#### Text under study ####
Feature/ProfileOpinion/Column

Soviet immigrant explains food shortages: “All they have to do is stop the trucks at the border”

Tour operator Felix Shuster’s business has been shut down for two summers now. An immigrant from the Soviet Union in 1980, he never expected to see lockdowns and food shortages in Canada.      Photo: RWN

 

At an August 12th political event in Thornhill, Felix Shuster attended with protest signs, buttons, hats and strong opinions.

Shuster, a small business operator whose business who has been virtually shut down because of COVID lockdown, immigrated to Canada from the Soviet Union in 1980.

Asked how Canada in 2021 compares to the Soviet Union he left 40 years ago, Shuster replied, “Maybe, it’s worse. The Soviet Union took decades to create an authoritarian government; Canada, only  a few years.”

Perhaps, he thinks, this is because Canadians have lived such a comfortable life, they are “too easily frightened.”

Interestingly, his comments moved directly from authoritarianism to food shortages: “To make food shortages, all you need is two things: first, stop the trucks at the border. Second thing, advertise on TV and radio that trucks are not coming. People run to the stores and start clearing the shelves within one, maybe two days.”

Shuster’s advice to comfortable Canadians he sees as too willing to give up their rights and freedoms: “Do not comply,” he warns. “Peaceful non-compliance.”
#### Available data ####
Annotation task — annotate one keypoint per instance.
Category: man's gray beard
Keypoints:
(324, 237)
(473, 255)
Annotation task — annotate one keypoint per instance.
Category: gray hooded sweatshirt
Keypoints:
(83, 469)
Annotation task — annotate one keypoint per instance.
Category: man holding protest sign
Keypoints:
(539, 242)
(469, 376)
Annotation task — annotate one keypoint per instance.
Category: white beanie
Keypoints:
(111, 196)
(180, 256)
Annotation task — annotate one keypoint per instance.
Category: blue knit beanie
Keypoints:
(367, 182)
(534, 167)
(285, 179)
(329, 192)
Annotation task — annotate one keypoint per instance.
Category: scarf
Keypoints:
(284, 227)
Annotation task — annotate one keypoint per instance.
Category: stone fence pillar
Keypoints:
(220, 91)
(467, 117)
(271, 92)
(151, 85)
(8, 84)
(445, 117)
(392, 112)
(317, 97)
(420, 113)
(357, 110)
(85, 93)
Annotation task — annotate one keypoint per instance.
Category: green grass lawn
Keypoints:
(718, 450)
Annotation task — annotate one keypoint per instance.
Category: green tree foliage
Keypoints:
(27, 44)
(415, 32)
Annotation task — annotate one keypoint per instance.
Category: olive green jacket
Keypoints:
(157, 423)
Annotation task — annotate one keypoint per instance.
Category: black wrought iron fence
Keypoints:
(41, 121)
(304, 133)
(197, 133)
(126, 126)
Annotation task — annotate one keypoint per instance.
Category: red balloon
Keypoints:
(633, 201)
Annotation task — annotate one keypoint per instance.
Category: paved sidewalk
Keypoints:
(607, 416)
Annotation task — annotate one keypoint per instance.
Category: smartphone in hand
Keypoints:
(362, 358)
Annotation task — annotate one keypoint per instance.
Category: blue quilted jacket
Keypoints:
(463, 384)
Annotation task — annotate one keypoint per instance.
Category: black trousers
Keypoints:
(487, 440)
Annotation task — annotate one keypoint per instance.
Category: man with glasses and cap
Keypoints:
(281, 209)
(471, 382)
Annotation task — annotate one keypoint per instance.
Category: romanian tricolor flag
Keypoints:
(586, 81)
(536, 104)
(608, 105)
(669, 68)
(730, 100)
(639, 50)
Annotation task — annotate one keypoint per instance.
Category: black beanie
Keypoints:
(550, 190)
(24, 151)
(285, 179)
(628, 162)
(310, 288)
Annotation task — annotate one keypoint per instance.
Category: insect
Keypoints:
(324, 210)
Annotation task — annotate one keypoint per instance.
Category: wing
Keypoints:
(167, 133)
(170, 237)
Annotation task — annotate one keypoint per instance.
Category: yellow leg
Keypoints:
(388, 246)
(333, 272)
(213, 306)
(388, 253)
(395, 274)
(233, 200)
####
#### Available data ####
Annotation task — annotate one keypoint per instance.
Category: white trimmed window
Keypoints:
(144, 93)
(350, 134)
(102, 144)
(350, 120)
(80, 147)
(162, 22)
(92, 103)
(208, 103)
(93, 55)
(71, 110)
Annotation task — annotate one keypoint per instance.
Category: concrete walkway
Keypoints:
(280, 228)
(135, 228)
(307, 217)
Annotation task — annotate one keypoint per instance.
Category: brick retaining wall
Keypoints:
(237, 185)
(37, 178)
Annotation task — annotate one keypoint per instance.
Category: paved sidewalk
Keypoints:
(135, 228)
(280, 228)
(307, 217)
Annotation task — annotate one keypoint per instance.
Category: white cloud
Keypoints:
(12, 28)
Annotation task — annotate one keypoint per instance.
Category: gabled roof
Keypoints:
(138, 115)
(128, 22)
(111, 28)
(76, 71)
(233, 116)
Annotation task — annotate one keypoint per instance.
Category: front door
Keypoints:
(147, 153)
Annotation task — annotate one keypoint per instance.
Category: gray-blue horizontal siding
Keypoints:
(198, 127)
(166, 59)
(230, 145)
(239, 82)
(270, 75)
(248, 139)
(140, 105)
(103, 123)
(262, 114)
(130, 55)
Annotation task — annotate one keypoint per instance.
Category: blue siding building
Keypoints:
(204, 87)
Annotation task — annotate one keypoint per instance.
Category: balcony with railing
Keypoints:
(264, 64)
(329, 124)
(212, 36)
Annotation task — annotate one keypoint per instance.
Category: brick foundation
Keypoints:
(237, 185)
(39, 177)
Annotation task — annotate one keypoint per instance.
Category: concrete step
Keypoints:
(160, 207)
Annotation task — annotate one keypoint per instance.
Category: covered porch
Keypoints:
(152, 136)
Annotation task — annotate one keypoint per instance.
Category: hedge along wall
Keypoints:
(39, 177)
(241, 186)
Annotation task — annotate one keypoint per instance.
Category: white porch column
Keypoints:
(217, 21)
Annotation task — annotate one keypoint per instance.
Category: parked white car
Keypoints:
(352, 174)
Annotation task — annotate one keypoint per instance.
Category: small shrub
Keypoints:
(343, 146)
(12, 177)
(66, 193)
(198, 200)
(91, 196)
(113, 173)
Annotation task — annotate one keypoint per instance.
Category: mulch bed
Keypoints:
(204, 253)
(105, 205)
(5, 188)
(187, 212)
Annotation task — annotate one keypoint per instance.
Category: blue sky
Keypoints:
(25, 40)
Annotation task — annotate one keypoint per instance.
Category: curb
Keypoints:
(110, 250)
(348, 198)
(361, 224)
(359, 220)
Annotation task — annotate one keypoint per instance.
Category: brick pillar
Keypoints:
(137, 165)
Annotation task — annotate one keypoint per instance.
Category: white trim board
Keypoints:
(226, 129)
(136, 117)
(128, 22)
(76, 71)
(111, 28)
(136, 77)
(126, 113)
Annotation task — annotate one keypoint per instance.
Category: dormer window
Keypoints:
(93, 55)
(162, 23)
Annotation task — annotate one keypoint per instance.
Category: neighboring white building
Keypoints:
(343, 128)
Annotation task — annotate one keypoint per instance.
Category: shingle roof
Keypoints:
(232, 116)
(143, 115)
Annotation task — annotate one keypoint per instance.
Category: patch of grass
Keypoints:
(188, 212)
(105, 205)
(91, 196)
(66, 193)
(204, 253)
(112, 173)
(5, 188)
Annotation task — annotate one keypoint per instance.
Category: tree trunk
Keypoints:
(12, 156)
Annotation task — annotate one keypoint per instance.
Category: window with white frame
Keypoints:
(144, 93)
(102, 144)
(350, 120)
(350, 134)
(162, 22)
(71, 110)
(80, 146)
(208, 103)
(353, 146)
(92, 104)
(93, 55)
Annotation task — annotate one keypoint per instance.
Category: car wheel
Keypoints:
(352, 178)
####
#### Available data ####
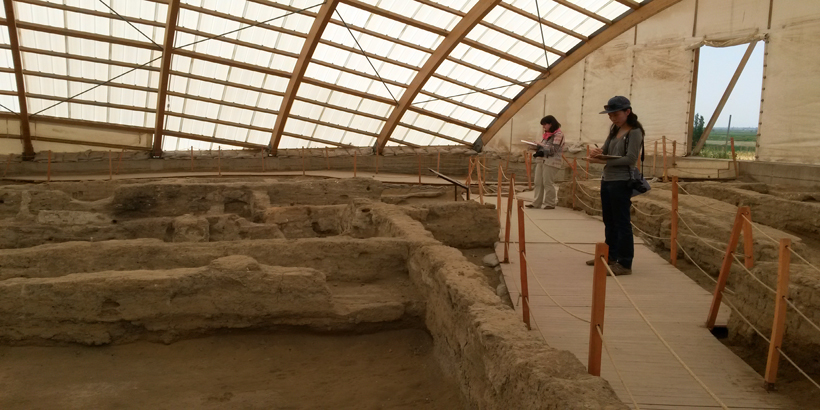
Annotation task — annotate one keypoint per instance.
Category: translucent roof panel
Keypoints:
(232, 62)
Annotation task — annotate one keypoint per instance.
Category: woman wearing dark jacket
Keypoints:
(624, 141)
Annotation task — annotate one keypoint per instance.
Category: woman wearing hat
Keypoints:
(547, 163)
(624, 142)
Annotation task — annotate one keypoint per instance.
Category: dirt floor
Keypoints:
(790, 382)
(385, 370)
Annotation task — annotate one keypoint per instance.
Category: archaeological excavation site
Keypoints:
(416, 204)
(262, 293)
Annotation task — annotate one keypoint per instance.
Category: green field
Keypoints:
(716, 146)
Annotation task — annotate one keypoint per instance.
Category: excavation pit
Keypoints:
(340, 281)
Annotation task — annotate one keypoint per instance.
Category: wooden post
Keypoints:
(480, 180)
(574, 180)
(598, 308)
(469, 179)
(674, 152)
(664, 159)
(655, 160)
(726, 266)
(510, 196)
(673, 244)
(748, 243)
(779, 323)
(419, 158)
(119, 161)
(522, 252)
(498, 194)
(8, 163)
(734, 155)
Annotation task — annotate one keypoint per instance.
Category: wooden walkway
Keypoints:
####
◆ Task item
In the profile of Felix Shuster, render this sentence in Spanish: "At an August 12th political event in Thornhill, Felix Shuster attended with protest signs, buttons, hats and strong opinions." The material has no connection to the text.

◆ Completed exercise
En un acto político celebrado el 12 de agosto en Thornhill, Felix Shuster asistió con carteles de protesta, chapas, sombreros y opiniones contundentes.